Short task
According to the article on the retreat of populism, what happened to Marine Le Pen in last weekend's French municipal elections?

____ Document text

As Marine Le Pen has proved in France, the rise of the populists is finally going into reverse
Intellectuals predicted the unstoppable conquest of the populist anti-European right. But a simple immigrant-bashing contempt for European partnership is not enough to hold a party together, writes Denis MacShane
It seems only yesterday that we were told the rise of right-wing national populism was unstoppable. In 2016, the victory for Brexit and Trump and the surges of Marine Le Pen, Matteo Salvini, Geert Wilders, the AfD in Germany and Vox in Spain were all fusing into a rightist take-over in Europe, threatening the continuing existence of the European Union.
Academics such as Matthew Goodwin, Cas Mudde, and Catherine Fieschi, and many of their continental colleagues, moved from the lecture hall to mainstreaming on TV and comment pages with books and articles proclaiming the new era of border-shutting, Islamophobe – or in Britain, Europhobe – politicians.
Binary divisions of voters into “somewhere” people who backed inward-looking nationalist solutions and “anywhere” people who were tolerant supporters of liberal values and who backed open societies and open economies were promulgated.
But it hasn’t quite turned out as Steve Bannon and the Policy Exchange stable of rightist critics of Europe and progressive liberalism predicted.
Last weekend’s French municipal elections saw Marine Le Pen lose nearly half of the seats she held in 2016.
She had put the Union Flag on her Facebook page in June 2016 and sent enthusiastic congratulations to Boris Johnson. But as Brexit stopped UK growth dead in its tracks and unleashed the miserable political confusion of the last four years, Le Pen quietly dropped her party’s demands for a referendum on leaving the EU and replacing the Euro with the French franc.

________
____ Entries supplied

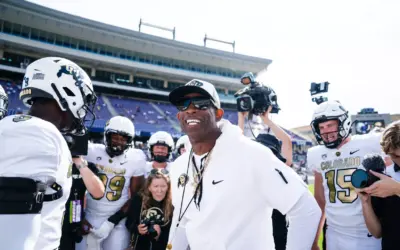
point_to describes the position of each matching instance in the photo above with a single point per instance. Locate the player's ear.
(219, 113)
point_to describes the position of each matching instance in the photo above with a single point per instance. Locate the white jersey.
(116, 174)
(33, 148)
(149, 167)
(343, 207)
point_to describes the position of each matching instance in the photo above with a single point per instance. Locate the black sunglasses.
(199, 103)
(162, 171)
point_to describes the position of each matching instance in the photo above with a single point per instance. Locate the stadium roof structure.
(77, 29)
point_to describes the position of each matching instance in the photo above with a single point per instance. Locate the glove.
(92, 242)
(104, 230)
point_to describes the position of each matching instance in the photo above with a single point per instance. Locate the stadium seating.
(148, 116)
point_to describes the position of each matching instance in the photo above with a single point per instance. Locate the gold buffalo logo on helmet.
(183, 180)
(153, 213)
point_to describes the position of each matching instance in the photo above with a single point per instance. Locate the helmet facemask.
(157, 157)
(116, 150)
(84, 115)
(341, 132)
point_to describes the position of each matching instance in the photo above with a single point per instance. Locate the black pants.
(70, 236)
(280, 230)
(67, 241)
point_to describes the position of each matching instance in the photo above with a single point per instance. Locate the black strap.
(21, 195)
(199, 188)
(180, 216)
(55, 196)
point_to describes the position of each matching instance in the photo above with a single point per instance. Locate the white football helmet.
(3, 103)
(161, 138)
(331, 110)
(122, 126)
(64, 81)
(183, 142)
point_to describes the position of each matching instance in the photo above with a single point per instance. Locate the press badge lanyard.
(200, 178)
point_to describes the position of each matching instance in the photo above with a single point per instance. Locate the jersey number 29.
(115, 184)
(348, 194)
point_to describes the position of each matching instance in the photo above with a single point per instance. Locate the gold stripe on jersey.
(348, 162)
(116, 171)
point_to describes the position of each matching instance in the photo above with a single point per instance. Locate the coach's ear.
(219, 113)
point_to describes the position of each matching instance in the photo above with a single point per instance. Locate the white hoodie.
(242, 183)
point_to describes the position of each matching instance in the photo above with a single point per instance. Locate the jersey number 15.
(348, 194)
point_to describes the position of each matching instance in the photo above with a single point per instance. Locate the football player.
(121, 169)
(3, 103)
(182, 145)
(35, 161)
(333, 162)
(161, 145)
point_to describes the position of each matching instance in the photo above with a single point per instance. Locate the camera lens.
(359, 178)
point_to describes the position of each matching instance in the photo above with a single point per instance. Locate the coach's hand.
(104, 230)
(365, 197)
(86, 227)
(142, 228)
(383, 188)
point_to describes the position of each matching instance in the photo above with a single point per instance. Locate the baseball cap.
(272, 143)
(195, 86)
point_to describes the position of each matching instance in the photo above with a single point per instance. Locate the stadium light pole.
(218, 41)
(173, 31)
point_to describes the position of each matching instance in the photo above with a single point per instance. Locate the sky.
(355, 45)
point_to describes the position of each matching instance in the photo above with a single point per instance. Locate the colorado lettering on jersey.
(116, 171)
(349, 162)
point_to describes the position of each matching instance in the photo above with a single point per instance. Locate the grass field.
(311, 188)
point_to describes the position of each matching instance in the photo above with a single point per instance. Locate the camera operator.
(84, 177)
(150, 213)
(381, 201)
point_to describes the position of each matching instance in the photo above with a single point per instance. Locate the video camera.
(255, 97)
(319, 88)
(363, 178)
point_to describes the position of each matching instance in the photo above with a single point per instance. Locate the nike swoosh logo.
(352, 152)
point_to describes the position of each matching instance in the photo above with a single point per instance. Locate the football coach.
(225, 188)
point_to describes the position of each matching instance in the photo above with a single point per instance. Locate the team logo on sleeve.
(21, 118)
(183, 180)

________

Solution for this problem
She lost nearly half of the seats she held in 2016.